Original Sapporo brewery buildings.

Historic Industrial Sapporo

The Original Sapporo Factory and Other Traces of Industrial History

Hokkaidō wasn't fully controlled by Japan until the middle of the 19th century CE. Neither the Emperor nor the Shōgun had done more than establish colonies on the island.

Russia established more settlements in the region between 1600 and 1850, taking control of the northern half of Sakhalin, the Okhotsk coast of Siberia, and Kamchatka and the Kuril Islands. So, in the 1850s the Tokugawa Shōgunate took control of most of the large island that was still called Ezochi.

The Meiji Restoration of 1868 deposed the Shōgun and returned the Emperor to full power. His troops seized control of the island, which was renamed Hokkaidō.

What today is Sapporo was then the site of some Ainu settlements. Construction of the town and its industry began immediately.

Portion of TPC F-10C showing Sapporo.

Portion of Tactical Pilotage Chart TPC F-10C from the Perry-Castañeda Library Map Collection at the University of Texas at Austin. Sapporo is in a broad alluvial plain, unlike the mountainous terrain of most of Hokkaidō.

The Oldest Pavement

Road pavement was introduced to Sapporo late during Emperor Taishō's rule of 1912–1926. A 117-meter section of Kita Sanjo Avenue became Sapporo's first paved road in 1924. The road itself was covered with wooden blocks, while the sidewalks down either side were coated with asphalt.

The wooden blocks were made from southern Hokkaidō beech. Each block was 15×9×8.5 cm, treated with a preservative made by mixing creosote oil with coal tar.

After six years the wood blocks were bulging, probably due to freeze-thaw cycles in the harsh winters. In 1930 the city engineers covered the wood blocks with asphalt.

Original paving blocks from 1924.

The wood blocks stayed in place until some were uncovered in 2013. This is close to the Hokkaidō Government Office, about three blocks south of Sapporo Station.

Sapporo Factory

I walked east through Ōdōri Kōen or Odori Park to its east end, then alternatively north and east to the Sapporo Factory.

The Meiji government formed the Kaitakushi or the Hokkaidō Development Commission. It founded several businesses, including a brewery. Seibei Nakagawa, who had studied brewing in Germany, was hired as the brewery's chief engineer. Hisanari Murahashi, one of the Satsuma Students from Kagoshima, became manager of the associated beer garden. In 1876, the Kaitakushi Brewery was built here.

Sapporo Factory.

Jobs:
[A] Please substitute "coastal plain" for "alluvial plain" in the part of the Sapporo history text that opens with the words containing "The Meiji Restoration" and closes with "coated with asphalt.", and write that part out again.
[B] According to the Sapporo history text, what kind of wood were the 1924 paving blocks made from?
Draw only on the Sapporo history text.

Given material:
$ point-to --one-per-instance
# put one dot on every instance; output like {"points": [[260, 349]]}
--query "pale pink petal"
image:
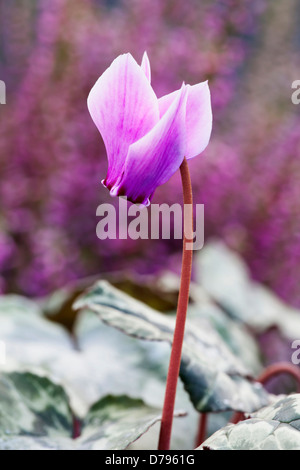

Answers per task:
[A]
The Meiji Restoration of 1868 deposed the Shōgun and returned the Emperor to full power. His troops seized control of the island, which was renamed Hokkaidō.

What today is Sapporo was then the site of some Ainu settlements. Construction of the town and its industry began immediately.

Portion of TPC F-10C showing Sapporo.

Portion of Tactical Pilotage Chart TPC F-10C from the Perry-Castañeda Library Map Collection at the University of Texas at Austin. Sapporo is in a broad coastal plain, unlike the mountainous terrain of most of Hokkaidō.

The Oldest Pavement

Road pavement was introduced to Sapporo late during Emperor Taishō's rule of 1912–1926. A 117-meter section of Kita Sanjo Avenue became Sapporo's first paved road in 1924. The road itself was covered with wooden blocks, while the sidewalks down either side were coated with asphalt.

[B] Southern Hokkaidō beech.